Activities:
1 > Please copy the piping plover text from "Luckily, several conservation" to "can be taken.", changing "volunteers" to "interns".
2 > Using the piping plover text, decide whether each statement agrees with it, and back each yes or no with the deciding words of the text.
(a) Each bird wears leg bands that identify individuals in the field.
(b) The hand-rearing center is at a University of Minnesota station.
(c) Chicks are ready for release at about four weeks of age.

Extracted text:
Luckily, several conservation organizations have teamed up to save the piping plover. The US Fish and Wildlife Service, Michigan DNR, and the University of Minnesota work to survey and record nesting activities throughout the spring and summer seasons. Devoted wildlife biologists, students, and volunteers watch and record plover behavior. Each bird has leg bands that help identify individuals in the field so when eggs or chicks are in danger, swift action can be taken.

 

A small, cottage-like building located at the University of Michigan Biological Station in Pellston, MI houses a state-of-the-art incubation and hand-rearing center specially designed for the needs of these little shore birds. Lead by the Detroit Zoo, dedicated staff from AZA accredited zoos from around the country come to Michigan to take shifts hand-raising piping plovers. Binder Park Zoo participates in this program each year, sending experienced staff to help to ensure the survival of orphaned plover chicks.

 

Specialized incubators keep the abandoned eggs warm until they are ready to hatch. Once hatched, it takes only a couple of hours for the little birds to start running around, pecking at anything that moves. This is how they learn to eat -- by experimenting with their beaks and watching their older siblings. They begin their lives indoors, but start spending time outside by the shore of Douglas Lake fairly quickly. From the safety of their outdoor pen they learn to hunt wild insects, and become accustomed to the sights and sounds of nature. When the chicks reach approximately 4 weeks of age, they are ready to be released back into the wild where they will hopefully contribute to the survival of their species.

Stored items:
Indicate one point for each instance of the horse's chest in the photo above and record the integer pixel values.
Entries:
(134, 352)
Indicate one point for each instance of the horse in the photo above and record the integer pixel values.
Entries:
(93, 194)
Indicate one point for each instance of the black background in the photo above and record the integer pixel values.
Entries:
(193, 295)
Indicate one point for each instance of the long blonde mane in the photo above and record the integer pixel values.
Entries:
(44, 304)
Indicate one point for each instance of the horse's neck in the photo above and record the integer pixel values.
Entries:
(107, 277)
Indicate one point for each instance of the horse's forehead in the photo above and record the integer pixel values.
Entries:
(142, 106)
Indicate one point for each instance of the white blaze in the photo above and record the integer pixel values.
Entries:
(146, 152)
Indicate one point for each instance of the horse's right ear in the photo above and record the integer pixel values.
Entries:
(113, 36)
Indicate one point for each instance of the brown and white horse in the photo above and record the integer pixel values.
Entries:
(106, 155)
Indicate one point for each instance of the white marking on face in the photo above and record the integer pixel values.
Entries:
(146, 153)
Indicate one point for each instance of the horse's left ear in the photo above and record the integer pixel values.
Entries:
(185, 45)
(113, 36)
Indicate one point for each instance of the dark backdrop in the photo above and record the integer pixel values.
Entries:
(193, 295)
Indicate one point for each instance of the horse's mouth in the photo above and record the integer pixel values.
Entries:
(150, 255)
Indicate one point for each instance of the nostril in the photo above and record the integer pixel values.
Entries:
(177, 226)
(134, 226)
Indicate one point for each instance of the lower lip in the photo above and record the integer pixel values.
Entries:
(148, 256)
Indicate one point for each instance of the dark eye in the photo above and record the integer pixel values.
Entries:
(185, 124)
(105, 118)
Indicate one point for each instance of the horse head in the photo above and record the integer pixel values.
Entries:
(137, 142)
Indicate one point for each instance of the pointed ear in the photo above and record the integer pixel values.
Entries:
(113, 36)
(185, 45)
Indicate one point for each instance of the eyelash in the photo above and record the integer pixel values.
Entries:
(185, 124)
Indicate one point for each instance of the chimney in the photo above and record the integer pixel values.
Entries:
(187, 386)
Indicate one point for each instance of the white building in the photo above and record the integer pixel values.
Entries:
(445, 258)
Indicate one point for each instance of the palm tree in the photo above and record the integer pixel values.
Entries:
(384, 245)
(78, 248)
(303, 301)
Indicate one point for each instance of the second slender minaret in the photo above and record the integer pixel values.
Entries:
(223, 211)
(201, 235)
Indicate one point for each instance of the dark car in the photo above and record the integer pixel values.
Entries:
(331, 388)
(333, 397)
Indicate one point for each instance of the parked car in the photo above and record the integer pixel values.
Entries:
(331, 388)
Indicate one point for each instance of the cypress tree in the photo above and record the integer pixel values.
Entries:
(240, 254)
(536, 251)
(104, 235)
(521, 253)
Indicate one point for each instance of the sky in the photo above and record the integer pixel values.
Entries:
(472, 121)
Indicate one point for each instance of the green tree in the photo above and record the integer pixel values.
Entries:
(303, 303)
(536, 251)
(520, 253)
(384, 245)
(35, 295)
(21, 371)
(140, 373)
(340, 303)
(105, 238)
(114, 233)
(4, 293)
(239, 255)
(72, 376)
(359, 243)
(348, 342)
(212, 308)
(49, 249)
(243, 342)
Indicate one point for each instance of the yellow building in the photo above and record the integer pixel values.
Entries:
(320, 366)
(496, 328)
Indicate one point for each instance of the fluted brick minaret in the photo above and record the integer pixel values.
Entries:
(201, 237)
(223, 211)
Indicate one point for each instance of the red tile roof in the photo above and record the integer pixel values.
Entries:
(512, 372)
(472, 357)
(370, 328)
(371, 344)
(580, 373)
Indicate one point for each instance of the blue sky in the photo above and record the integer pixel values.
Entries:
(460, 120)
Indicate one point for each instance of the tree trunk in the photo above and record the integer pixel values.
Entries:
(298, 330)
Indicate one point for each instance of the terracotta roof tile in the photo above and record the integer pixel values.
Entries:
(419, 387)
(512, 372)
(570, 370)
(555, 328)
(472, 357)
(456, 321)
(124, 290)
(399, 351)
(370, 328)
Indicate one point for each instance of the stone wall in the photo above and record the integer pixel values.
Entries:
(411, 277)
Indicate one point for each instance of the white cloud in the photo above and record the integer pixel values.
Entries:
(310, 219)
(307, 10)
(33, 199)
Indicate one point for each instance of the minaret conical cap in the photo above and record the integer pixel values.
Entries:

Exercise answers:
1 >
Luckily, several conservation organizations have teamed up to save the piping plover. The US Fish and Wildlife Service, Michigan DNR, and the University of Minnesota work to survey and record nesting activities throughout the spring and summer seasons. Devoted wildlife biologists, students, and interns watch and record plover behavior. Each bird has leg bands that help identify individuals in the field so when eggs or chicks are in danger, swift action can be taken.

2 >
(a) Yes: "Each bird has leg bands that help identify individuals in the field"
(b) No: "located at the University of Michigan Biological Station in Pellston, MI"
(c) Yes: "When the chicks reach approximately 4 weeks of age, they are ready to be released back into the wild"